* [Task statement]:
Take the line that contains "In this photo, each instance of the blue station" as the first and the last line of the material as the final one; set down exactly the lines in that span.

* [Records to use]:
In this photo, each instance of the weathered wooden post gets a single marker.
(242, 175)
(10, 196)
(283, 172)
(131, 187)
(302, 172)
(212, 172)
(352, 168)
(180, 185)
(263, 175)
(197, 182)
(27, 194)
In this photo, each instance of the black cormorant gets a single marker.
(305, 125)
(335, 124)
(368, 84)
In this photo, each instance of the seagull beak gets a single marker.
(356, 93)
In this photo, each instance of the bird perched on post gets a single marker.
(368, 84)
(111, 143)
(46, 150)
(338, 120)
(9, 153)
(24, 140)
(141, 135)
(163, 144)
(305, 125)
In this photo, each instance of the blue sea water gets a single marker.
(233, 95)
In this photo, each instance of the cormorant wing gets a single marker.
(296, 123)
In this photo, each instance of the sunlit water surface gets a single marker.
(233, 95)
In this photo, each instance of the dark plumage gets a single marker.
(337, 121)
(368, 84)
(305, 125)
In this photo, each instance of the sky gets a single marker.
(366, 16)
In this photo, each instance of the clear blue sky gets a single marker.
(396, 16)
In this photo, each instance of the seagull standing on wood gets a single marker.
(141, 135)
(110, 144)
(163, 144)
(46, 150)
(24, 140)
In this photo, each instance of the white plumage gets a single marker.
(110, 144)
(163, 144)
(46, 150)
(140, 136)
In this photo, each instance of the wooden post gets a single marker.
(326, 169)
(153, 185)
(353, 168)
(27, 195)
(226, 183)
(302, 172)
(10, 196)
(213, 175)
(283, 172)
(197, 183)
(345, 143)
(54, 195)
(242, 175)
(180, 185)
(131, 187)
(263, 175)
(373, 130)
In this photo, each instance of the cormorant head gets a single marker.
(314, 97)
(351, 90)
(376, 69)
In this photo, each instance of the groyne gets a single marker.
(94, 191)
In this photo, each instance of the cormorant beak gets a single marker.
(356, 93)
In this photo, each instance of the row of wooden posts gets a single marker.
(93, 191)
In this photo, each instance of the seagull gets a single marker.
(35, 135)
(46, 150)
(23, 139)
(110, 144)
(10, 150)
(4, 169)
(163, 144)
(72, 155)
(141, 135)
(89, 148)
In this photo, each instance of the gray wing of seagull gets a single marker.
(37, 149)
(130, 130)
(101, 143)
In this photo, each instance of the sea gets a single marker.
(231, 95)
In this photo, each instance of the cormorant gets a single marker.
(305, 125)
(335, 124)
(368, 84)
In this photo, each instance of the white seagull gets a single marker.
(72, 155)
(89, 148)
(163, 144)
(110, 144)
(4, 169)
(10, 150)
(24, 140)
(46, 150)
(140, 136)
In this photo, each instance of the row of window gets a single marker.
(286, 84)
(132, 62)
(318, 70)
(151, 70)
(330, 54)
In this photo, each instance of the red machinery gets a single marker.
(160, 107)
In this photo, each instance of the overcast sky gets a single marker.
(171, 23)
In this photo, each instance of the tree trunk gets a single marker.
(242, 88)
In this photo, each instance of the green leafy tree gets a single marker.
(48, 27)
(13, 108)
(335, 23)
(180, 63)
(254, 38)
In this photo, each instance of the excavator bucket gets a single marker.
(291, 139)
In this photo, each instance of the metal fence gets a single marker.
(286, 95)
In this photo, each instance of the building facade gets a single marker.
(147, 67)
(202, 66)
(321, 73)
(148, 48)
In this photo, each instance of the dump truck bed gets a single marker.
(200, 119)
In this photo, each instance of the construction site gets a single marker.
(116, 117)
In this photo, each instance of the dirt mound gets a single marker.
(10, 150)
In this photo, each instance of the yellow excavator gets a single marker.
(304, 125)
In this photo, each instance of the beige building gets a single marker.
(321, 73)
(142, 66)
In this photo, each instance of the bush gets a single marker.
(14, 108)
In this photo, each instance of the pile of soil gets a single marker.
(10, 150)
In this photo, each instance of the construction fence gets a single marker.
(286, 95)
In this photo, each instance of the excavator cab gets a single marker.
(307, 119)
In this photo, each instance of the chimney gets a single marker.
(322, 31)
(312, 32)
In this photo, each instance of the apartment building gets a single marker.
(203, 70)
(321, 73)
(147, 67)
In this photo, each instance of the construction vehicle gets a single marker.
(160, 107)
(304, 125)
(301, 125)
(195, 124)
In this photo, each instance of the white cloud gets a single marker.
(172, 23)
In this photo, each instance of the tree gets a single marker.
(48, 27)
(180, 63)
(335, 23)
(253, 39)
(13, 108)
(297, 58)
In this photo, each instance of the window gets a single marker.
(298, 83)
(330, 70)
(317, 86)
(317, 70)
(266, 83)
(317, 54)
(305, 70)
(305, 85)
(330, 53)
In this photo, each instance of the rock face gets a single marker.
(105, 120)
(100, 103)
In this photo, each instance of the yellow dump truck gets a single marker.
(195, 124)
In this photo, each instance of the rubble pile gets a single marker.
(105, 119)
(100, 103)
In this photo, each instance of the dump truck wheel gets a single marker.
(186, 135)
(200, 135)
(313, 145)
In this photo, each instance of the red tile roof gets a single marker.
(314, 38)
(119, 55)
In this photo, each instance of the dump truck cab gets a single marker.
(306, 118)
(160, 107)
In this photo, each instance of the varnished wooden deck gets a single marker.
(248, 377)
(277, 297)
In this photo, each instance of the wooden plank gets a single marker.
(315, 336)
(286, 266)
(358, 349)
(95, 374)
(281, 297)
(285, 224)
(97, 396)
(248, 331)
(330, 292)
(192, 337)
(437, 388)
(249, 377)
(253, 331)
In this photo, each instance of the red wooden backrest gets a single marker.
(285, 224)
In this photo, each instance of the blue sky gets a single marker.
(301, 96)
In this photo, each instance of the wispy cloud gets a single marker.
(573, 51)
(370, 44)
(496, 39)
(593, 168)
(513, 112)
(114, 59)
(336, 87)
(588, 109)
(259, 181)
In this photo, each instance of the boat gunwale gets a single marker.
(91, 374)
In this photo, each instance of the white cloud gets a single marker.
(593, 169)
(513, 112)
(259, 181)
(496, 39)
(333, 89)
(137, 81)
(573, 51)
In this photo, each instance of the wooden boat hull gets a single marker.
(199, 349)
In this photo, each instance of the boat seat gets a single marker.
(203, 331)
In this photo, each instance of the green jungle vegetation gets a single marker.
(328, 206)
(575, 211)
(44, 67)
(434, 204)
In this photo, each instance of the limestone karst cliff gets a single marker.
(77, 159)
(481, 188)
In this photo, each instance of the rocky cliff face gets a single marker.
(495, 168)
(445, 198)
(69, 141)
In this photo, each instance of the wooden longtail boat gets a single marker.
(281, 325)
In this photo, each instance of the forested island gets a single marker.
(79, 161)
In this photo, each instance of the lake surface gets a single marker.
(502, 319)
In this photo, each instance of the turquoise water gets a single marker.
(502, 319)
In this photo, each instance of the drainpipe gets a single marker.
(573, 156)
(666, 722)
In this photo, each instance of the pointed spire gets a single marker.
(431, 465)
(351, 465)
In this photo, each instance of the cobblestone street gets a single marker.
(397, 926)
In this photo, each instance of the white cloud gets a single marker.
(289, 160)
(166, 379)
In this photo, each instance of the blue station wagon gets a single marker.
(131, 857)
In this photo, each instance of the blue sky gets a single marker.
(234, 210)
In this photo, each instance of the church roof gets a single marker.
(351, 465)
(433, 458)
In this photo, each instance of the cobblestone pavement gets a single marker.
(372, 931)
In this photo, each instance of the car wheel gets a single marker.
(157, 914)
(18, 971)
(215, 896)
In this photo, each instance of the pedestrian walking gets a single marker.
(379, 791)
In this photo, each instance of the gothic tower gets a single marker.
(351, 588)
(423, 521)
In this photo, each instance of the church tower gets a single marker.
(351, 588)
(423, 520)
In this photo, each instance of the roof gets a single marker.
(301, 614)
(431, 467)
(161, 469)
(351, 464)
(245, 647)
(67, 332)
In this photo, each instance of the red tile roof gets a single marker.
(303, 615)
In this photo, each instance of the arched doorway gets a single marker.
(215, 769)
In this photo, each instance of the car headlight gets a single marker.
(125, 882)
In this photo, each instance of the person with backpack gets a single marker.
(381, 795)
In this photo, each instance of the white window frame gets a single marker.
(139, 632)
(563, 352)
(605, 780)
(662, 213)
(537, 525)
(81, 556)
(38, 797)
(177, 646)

* [Task answer]:
In this photo, each instance of the blue station wagon gets a single marker.
(131, 857)
In this photo, each instance of the blue sky gets a single marker.
(234, 210)
In this photo, each instance of the church roof gets a single marker.
(351, 465)
(433, 458)
In this photo, each instance of the cobblestone pavement gets a single marker.
(372, 931)
In this photo, each instance of the car wheel gets a single marker.
(157, 914)
(18, 971)
(215, 896)
In this photo, each instance of the pedestrian walking gets a single marker.
(379, 791)
In this photo, each instance of the gothic tower gets a single marker.
(351, 588)
(423, 521)
In this photo, each instance of the church tower gets a single marker.
(351, 588)
(423, 520)
In this photo, each instance of the roof gets a single marker.
(301, 614)
(431, 467)
(161, 469)
(351, 464)
(245, 647)
(67, 332)
In this photo, each instance of the red tile roof gets a single marker.
(303, 615)
In this photo, each instance of the arched doorway gets a single marker.
(215, 769)
In this photo, each instance of the car headlight gets a single marker.
(125, 882)
In this photo, each instance of the person with backpack gets a single marker.
(381, 795)
In this photo, each instance of the white window frame gets a single marker.
(139, 632)
(563, 352)
(605, 780)
(662, 213)
(537, 525)
(81, 556)
(38, 797)
(177, 646)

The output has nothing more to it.